**PROBLEM REQUIREMENTS**
Select every line of the records that contains the word "small", matching case exactly.

**DATASET RECORDS**
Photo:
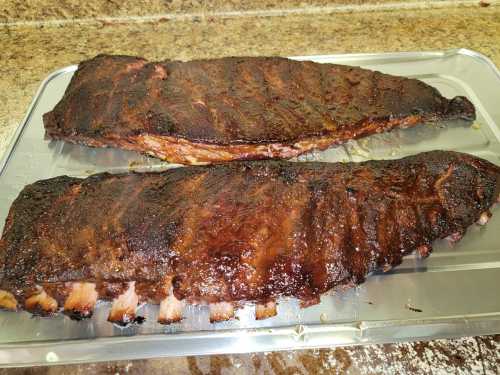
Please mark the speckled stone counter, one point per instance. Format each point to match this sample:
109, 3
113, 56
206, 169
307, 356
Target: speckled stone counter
36, 39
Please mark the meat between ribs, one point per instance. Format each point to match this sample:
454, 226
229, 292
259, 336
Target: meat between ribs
237, 108
233, 233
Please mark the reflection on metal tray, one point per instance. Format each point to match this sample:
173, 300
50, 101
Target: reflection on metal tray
452, 293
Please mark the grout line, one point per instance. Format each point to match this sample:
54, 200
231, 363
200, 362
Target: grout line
339, 9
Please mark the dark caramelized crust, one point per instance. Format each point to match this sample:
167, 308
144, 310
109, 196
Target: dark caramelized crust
249, 231
237, 107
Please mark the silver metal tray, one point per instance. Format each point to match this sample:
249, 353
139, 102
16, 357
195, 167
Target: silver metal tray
454, 292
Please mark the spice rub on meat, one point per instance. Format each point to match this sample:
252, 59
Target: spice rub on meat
229, 234
237, 108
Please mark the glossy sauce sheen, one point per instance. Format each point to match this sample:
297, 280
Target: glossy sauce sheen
236, 108
248, 231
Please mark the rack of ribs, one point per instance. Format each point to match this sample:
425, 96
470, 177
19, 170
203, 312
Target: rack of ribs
237, 108
229, 234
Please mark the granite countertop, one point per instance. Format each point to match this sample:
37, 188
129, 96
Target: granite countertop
39, 38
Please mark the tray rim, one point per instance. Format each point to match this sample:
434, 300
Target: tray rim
290, 337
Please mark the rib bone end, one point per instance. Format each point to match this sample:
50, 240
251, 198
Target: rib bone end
41, 304
170, 310
484, 218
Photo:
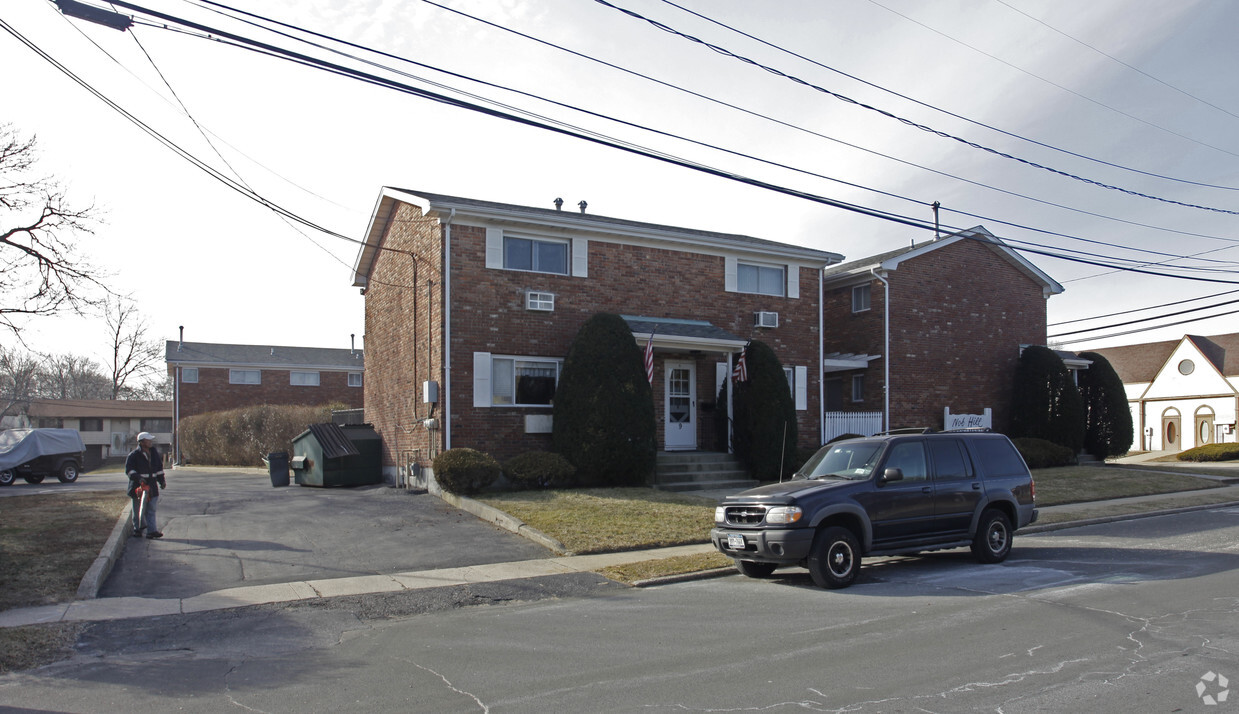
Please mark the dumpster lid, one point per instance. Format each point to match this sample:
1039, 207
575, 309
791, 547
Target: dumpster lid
333, 440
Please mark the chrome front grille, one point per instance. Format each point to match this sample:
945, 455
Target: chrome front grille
745, 515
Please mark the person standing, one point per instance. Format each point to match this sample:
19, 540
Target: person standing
145, 466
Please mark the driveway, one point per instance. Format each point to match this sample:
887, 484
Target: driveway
231, 528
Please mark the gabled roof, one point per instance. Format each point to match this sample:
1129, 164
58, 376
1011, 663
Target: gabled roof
457, 210
891, 259
99, 408
1136, 363
278, 357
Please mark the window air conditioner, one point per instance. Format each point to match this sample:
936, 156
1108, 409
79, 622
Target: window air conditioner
766, 319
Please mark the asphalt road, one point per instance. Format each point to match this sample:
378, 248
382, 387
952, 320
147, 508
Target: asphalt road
1125, 616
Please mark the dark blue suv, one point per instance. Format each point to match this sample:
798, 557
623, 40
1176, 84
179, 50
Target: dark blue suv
887, 495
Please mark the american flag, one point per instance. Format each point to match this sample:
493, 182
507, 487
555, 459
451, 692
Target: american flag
741, 372
649, 357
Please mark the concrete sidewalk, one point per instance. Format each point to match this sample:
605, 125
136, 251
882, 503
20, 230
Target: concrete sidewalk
89, 609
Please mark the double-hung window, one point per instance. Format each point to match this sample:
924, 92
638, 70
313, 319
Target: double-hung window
761, 279
502, 381
535, 254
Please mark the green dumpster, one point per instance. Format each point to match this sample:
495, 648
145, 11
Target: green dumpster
333, 455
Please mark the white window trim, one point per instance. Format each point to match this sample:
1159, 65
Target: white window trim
232, 376
483, 377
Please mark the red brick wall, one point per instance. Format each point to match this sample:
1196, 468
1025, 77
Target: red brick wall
488, 315
958, 317
214, 393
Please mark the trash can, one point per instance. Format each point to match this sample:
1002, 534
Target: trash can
278, 464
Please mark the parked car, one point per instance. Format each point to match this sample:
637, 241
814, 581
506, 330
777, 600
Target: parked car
885, 495
35, 454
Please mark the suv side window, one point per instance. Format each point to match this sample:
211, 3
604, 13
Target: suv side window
910, 458
949, 460
999, 458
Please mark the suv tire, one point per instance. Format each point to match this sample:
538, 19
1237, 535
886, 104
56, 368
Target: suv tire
68, 472
993, 539
834, 559
755, 569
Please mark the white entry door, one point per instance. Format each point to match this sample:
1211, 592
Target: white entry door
680, 407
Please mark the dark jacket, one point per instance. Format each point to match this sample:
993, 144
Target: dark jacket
139, 467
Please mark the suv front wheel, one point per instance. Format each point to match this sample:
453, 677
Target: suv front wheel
834, 560
993, 539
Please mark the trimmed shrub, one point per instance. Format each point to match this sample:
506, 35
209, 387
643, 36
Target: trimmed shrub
1108, 429
765, 429
1211, 453
465, 471
244, 436
604, 413
1045, 402
539, 470
1041, 454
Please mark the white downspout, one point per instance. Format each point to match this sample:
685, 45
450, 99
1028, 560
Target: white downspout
447, 330
886, 351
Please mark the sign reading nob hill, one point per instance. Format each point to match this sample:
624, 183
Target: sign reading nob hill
950, 422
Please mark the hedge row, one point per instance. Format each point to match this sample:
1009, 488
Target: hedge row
244, 436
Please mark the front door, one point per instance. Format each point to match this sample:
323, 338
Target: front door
680, 407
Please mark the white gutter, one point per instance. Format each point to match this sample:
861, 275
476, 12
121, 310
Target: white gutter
447, 330
886, 352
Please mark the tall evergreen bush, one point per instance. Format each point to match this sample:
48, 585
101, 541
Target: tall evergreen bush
1108, 429
1045, 402
763, 413
604, 413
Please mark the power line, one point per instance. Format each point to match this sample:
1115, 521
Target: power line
908, 122
947, 112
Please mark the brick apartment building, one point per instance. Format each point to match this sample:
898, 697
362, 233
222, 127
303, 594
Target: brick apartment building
958, 310
208, 377
471, 308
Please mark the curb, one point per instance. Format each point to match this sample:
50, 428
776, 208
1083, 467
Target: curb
108, 555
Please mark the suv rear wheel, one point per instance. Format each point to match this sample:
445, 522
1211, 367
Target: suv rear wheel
68, 472
993, 539
834, 560
755, 569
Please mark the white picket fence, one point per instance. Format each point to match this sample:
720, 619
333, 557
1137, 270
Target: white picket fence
864, 423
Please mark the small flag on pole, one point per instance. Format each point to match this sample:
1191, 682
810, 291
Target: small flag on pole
649, 357
741, 372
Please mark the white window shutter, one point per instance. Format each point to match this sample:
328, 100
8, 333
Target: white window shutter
580, 257
494, 248
802, 388
482, 379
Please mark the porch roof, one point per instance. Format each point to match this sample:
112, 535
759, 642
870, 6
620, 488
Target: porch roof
674, 334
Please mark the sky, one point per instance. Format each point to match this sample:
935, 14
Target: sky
1136, 94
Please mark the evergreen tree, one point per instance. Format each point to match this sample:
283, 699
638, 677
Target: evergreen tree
604, 413
1045, 402
765, 429
1108, 429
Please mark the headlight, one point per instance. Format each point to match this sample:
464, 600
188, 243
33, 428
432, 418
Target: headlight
783, 515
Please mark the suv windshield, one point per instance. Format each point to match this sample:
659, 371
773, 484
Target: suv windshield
853, 460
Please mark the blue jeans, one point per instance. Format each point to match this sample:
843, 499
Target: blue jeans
150, 515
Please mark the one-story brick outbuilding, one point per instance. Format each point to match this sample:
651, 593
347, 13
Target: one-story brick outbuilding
471, 308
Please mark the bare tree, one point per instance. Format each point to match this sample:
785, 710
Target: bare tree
19, 381
41, 270
134, 356
72, 377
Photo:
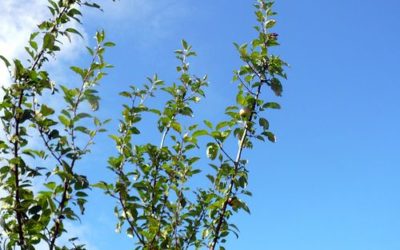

**RESULT**
Please mark the small flag on pole, one point per instance. Format each point to match this sample:
Target: small flag on pole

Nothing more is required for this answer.